## Begin THE DATA

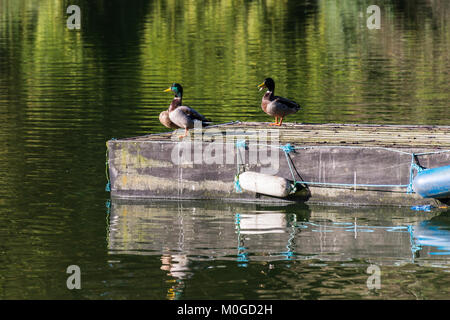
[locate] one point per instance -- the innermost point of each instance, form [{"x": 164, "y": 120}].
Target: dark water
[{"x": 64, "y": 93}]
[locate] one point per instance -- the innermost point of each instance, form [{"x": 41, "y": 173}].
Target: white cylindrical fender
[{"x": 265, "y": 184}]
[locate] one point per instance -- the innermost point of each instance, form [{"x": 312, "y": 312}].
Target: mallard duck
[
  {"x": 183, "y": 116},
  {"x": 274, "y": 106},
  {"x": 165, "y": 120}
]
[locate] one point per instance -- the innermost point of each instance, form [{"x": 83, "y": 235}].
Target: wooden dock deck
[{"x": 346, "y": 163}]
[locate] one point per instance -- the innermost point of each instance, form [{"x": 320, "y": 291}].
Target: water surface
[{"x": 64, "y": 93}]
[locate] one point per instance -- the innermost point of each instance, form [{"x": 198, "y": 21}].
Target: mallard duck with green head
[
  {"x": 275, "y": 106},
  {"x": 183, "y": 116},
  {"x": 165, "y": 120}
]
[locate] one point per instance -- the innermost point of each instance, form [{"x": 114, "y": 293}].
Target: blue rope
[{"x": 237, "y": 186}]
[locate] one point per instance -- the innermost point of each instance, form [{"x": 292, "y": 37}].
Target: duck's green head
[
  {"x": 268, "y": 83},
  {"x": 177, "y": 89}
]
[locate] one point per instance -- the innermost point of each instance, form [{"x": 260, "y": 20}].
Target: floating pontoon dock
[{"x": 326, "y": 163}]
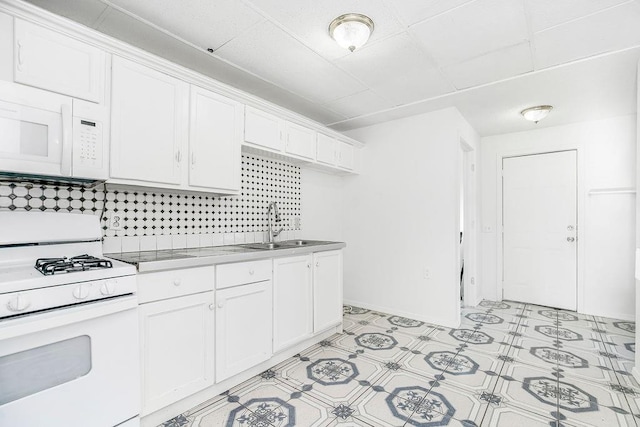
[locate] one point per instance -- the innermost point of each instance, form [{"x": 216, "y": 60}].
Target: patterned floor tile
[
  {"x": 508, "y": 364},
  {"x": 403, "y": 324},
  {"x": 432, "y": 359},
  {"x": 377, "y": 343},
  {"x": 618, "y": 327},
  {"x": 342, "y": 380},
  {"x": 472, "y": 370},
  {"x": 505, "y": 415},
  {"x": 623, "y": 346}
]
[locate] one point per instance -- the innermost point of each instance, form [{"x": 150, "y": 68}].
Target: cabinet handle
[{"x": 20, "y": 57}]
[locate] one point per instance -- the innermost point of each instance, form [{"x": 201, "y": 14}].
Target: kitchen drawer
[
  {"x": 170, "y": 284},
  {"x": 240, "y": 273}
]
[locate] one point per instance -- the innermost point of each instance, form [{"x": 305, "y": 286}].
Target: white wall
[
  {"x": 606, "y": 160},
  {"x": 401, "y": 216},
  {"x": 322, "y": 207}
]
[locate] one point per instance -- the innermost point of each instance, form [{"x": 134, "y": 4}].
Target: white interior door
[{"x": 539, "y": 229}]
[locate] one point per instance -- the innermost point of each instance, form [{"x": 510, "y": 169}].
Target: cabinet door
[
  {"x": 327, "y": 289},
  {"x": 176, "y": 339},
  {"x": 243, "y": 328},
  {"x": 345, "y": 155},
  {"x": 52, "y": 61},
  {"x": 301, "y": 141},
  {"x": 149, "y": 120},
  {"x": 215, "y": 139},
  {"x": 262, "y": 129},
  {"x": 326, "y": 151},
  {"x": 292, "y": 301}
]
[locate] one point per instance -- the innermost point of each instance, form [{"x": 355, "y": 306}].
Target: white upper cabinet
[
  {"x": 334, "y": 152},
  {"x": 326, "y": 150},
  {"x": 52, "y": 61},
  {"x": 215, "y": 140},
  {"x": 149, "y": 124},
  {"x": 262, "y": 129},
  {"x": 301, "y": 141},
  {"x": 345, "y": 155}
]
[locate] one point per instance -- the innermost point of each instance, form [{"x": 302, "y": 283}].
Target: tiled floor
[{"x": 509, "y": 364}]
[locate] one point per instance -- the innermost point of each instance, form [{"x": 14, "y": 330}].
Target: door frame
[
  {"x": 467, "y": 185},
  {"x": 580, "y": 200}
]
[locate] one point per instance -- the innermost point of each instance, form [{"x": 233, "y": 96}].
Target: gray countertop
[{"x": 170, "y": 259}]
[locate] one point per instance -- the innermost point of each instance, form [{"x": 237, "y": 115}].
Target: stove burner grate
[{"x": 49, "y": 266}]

## End THE DATA
## Begin THE DATA

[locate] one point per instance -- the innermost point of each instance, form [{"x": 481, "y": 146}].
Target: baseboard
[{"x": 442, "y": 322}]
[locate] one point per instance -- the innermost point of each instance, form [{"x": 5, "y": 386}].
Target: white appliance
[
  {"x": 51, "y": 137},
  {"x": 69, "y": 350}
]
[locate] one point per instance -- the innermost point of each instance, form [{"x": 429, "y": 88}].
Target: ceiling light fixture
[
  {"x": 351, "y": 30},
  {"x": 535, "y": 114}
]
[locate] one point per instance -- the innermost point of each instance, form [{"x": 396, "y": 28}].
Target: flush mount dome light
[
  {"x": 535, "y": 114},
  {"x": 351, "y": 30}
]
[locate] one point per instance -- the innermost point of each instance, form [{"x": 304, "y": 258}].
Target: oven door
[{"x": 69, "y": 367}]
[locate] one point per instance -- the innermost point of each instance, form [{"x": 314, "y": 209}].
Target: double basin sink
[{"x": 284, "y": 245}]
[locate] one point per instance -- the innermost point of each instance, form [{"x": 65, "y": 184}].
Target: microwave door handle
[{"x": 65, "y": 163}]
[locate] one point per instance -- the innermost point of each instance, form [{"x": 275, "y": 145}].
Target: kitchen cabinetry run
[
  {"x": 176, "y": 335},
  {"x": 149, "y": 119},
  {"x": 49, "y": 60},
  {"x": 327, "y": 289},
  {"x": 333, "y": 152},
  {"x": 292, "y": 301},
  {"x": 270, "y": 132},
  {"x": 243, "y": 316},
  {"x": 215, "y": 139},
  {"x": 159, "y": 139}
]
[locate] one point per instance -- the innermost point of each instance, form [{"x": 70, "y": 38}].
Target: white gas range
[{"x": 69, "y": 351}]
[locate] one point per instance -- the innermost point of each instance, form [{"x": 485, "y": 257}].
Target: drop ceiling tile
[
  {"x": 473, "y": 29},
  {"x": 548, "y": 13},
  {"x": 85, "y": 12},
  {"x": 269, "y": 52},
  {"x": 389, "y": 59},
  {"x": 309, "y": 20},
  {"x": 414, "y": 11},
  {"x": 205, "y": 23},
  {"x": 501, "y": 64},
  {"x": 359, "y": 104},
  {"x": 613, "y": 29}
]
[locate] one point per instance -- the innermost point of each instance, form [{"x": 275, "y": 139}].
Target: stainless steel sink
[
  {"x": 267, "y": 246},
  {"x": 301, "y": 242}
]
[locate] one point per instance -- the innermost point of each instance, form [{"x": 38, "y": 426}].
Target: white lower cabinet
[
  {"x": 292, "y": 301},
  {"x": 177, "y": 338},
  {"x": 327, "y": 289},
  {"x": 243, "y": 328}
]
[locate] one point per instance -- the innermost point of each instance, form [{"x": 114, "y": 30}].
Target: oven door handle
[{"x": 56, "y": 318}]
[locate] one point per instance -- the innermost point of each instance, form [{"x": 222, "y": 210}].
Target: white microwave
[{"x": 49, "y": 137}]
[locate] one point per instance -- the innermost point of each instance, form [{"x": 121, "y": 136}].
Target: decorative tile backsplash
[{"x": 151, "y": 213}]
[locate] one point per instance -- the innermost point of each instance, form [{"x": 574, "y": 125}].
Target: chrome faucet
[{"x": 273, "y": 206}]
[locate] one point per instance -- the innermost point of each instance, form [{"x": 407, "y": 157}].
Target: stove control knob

## End THE DATA

CHALLENGE:
Please pick out and copy every line in the material above that contains the word "handle". Case counts.

EXPECTED ANSWER:
Target: cabinet handle
Target: microwave door handle
Target: oven door handle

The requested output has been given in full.